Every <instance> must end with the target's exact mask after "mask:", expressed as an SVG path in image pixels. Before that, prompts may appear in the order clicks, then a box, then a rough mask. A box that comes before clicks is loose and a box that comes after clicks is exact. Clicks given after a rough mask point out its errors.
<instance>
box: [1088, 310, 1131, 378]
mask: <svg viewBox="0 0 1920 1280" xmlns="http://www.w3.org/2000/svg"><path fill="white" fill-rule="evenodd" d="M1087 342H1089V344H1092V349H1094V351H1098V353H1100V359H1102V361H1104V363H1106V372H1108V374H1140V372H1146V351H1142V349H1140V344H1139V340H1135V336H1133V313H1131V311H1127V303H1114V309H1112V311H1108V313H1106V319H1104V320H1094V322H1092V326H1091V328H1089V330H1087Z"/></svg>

+-------+

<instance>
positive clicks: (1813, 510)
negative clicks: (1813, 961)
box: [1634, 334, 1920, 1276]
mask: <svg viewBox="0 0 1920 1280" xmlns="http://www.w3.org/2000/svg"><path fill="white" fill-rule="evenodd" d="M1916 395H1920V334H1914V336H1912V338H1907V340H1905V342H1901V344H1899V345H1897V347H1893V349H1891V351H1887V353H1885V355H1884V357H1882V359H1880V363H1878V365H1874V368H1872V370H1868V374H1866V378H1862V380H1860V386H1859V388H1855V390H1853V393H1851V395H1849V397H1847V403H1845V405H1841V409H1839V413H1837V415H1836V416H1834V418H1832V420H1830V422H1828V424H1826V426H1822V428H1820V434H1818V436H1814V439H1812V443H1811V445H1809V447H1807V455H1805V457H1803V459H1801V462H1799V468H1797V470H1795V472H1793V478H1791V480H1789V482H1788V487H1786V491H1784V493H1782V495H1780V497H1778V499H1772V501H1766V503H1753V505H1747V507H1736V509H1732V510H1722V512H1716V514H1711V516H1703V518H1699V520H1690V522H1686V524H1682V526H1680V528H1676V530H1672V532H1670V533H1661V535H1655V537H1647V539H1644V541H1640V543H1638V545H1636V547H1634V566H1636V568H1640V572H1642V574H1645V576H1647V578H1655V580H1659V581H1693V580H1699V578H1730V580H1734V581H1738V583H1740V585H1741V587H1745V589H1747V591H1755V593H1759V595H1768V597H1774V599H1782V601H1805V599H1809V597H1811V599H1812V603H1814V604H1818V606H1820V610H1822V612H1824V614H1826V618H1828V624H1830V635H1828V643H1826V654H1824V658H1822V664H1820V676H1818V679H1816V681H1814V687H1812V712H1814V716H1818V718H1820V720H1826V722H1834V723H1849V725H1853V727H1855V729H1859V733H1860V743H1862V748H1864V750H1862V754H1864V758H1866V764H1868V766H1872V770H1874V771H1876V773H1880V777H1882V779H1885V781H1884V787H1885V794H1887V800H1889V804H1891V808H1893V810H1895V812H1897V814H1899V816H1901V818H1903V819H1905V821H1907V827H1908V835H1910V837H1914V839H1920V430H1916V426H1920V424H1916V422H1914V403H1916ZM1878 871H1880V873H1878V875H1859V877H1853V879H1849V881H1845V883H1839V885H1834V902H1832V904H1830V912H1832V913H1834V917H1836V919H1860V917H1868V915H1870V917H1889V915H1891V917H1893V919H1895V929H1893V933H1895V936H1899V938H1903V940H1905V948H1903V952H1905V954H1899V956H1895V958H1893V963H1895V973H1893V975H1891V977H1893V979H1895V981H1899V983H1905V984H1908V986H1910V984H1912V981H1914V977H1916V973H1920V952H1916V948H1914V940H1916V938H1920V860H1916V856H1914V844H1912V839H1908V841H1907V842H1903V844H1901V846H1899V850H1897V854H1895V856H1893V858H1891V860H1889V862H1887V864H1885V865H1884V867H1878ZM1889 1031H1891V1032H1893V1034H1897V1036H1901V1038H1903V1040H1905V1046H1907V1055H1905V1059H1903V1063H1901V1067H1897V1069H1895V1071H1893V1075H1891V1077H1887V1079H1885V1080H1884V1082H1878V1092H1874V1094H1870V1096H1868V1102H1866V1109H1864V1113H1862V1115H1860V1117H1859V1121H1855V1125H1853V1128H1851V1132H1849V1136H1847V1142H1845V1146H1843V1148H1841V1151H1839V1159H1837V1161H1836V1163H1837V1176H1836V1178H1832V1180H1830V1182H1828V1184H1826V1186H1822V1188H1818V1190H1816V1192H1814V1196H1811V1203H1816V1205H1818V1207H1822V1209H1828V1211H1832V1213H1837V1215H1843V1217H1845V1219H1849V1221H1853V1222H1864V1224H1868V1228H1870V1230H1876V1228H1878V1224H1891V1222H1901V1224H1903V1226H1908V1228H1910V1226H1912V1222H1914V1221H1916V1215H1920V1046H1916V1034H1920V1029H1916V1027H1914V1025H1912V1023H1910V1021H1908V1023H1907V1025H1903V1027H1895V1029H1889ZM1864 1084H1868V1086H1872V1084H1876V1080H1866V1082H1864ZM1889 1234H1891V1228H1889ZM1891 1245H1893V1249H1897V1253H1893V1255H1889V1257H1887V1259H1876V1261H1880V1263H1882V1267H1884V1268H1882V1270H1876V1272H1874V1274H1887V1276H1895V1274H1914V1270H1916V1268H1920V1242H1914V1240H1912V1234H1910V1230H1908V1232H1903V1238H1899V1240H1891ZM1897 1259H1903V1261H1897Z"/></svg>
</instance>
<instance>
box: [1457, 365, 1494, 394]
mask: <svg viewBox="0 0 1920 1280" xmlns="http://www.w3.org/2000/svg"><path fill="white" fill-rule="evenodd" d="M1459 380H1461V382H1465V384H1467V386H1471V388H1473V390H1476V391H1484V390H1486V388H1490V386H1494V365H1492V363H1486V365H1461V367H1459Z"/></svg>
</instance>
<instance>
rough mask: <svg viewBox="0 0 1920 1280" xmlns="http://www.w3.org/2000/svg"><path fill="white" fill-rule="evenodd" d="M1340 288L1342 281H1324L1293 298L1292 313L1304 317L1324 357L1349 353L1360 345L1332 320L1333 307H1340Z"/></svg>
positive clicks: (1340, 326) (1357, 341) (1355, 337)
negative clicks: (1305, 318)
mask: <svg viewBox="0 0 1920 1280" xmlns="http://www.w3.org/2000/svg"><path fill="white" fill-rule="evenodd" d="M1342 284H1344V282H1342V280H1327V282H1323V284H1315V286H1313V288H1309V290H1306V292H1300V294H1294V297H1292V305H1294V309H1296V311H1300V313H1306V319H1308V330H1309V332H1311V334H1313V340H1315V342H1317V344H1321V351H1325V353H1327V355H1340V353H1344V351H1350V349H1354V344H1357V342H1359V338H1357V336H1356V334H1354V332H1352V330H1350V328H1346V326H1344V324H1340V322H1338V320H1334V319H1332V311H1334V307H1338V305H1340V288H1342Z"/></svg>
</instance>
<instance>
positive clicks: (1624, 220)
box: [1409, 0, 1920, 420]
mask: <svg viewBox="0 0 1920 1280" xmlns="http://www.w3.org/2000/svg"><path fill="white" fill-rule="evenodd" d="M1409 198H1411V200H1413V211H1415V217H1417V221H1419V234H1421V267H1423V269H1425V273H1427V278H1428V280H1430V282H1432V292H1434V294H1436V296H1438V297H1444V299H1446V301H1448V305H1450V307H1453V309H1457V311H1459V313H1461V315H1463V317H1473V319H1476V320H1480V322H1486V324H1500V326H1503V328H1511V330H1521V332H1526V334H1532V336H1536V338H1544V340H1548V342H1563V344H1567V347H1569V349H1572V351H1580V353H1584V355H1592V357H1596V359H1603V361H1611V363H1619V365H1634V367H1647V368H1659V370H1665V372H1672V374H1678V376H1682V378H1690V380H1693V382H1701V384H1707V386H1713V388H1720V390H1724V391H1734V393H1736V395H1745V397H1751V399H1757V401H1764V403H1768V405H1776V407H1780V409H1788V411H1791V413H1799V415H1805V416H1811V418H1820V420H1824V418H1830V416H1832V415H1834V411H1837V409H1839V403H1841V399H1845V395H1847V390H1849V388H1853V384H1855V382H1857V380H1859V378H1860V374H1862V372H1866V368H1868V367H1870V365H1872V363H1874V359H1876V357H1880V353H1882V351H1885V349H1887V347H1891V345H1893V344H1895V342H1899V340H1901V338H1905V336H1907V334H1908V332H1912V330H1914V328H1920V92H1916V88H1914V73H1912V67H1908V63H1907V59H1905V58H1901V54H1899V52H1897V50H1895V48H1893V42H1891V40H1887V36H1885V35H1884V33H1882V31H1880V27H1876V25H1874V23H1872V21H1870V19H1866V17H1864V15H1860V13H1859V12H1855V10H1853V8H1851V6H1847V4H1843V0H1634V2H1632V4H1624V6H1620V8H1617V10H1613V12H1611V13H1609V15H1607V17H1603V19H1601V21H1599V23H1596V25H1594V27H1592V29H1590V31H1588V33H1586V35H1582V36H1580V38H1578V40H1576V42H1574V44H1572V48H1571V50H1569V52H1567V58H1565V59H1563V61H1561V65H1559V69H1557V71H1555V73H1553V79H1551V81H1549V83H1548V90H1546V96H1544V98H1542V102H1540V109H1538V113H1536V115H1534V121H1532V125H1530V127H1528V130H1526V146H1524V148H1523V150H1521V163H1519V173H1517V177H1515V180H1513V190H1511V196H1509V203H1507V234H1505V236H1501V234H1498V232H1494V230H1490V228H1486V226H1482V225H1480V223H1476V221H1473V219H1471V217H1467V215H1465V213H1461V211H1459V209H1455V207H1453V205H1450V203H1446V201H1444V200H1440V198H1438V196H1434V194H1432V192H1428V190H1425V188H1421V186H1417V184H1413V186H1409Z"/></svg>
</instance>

+-------+

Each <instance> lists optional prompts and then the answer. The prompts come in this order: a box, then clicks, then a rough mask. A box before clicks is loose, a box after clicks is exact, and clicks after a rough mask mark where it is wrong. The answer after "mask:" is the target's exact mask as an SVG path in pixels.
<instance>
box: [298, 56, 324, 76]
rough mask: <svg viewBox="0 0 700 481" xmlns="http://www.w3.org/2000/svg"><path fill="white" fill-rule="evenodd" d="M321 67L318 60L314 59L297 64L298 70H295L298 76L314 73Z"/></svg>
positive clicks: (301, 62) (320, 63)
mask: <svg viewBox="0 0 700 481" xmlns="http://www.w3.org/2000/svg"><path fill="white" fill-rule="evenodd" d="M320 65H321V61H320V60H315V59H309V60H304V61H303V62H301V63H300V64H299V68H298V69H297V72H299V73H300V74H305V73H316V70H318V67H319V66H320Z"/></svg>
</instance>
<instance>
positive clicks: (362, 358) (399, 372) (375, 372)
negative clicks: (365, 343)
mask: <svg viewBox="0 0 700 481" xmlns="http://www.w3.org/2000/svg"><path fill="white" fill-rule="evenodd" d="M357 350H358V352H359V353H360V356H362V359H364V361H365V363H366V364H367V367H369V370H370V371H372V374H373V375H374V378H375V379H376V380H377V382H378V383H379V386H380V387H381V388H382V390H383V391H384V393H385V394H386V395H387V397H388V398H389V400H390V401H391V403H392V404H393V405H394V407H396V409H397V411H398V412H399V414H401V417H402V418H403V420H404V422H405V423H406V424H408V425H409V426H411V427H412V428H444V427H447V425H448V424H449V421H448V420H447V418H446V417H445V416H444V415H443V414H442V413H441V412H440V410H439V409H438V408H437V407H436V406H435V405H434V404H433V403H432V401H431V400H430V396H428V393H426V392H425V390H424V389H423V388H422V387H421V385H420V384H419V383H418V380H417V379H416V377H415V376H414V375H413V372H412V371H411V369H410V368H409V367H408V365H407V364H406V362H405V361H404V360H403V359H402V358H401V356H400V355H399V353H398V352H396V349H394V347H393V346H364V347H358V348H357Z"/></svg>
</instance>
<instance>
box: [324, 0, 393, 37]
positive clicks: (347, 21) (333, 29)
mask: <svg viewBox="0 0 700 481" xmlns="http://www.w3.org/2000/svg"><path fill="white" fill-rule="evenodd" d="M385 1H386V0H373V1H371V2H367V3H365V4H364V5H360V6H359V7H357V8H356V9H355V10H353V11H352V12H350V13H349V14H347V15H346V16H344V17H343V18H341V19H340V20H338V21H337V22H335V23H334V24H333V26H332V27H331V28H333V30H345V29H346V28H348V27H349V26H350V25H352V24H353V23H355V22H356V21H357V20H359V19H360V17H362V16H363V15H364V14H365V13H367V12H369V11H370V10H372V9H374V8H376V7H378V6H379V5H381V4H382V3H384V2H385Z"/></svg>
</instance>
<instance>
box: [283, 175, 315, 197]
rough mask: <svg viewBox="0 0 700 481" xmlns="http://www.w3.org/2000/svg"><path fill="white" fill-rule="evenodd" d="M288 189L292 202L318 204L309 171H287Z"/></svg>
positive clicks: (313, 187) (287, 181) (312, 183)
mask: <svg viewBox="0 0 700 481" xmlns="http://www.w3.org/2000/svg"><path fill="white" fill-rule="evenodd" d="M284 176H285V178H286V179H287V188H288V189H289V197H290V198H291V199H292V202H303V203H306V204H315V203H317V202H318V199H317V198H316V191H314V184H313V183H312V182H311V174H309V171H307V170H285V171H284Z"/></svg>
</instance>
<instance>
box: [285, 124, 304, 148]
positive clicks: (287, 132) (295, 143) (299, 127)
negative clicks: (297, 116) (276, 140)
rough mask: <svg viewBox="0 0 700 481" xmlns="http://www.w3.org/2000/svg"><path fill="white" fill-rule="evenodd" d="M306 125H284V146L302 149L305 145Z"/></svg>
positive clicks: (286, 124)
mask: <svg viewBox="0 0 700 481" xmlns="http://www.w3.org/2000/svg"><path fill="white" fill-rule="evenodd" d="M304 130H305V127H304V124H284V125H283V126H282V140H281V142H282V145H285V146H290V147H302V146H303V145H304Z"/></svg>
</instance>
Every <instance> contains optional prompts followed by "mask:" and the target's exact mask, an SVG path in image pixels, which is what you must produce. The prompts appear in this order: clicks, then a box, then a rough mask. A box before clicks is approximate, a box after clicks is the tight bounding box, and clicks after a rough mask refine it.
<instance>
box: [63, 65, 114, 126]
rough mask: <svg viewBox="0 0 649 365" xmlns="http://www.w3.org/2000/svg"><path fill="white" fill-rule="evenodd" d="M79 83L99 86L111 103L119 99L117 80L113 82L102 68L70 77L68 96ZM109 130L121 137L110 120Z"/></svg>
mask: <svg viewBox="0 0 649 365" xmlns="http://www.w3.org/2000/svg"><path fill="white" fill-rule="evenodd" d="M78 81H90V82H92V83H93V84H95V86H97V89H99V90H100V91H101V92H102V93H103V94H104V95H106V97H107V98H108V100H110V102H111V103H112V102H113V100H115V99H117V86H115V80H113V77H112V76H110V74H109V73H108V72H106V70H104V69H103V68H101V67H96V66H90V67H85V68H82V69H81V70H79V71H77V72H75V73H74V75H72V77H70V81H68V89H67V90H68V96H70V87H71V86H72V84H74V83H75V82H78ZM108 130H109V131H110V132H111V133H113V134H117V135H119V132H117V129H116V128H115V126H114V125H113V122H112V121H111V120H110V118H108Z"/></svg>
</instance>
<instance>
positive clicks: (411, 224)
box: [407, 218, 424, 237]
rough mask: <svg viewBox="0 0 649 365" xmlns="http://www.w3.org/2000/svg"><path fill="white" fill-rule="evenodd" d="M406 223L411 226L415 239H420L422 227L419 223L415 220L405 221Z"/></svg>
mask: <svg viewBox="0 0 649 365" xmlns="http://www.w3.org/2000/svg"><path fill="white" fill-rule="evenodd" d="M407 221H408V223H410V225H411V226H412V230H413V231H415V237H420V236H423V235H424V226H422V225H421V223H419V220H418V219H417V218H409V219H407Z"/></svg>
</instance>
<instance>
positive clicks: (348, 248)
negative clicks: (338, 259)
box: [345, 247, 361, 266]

+-------+

### Instructions to follow:
Count the lines above that contain the string "negative", with case counting, and give only that number.

### Solution:
5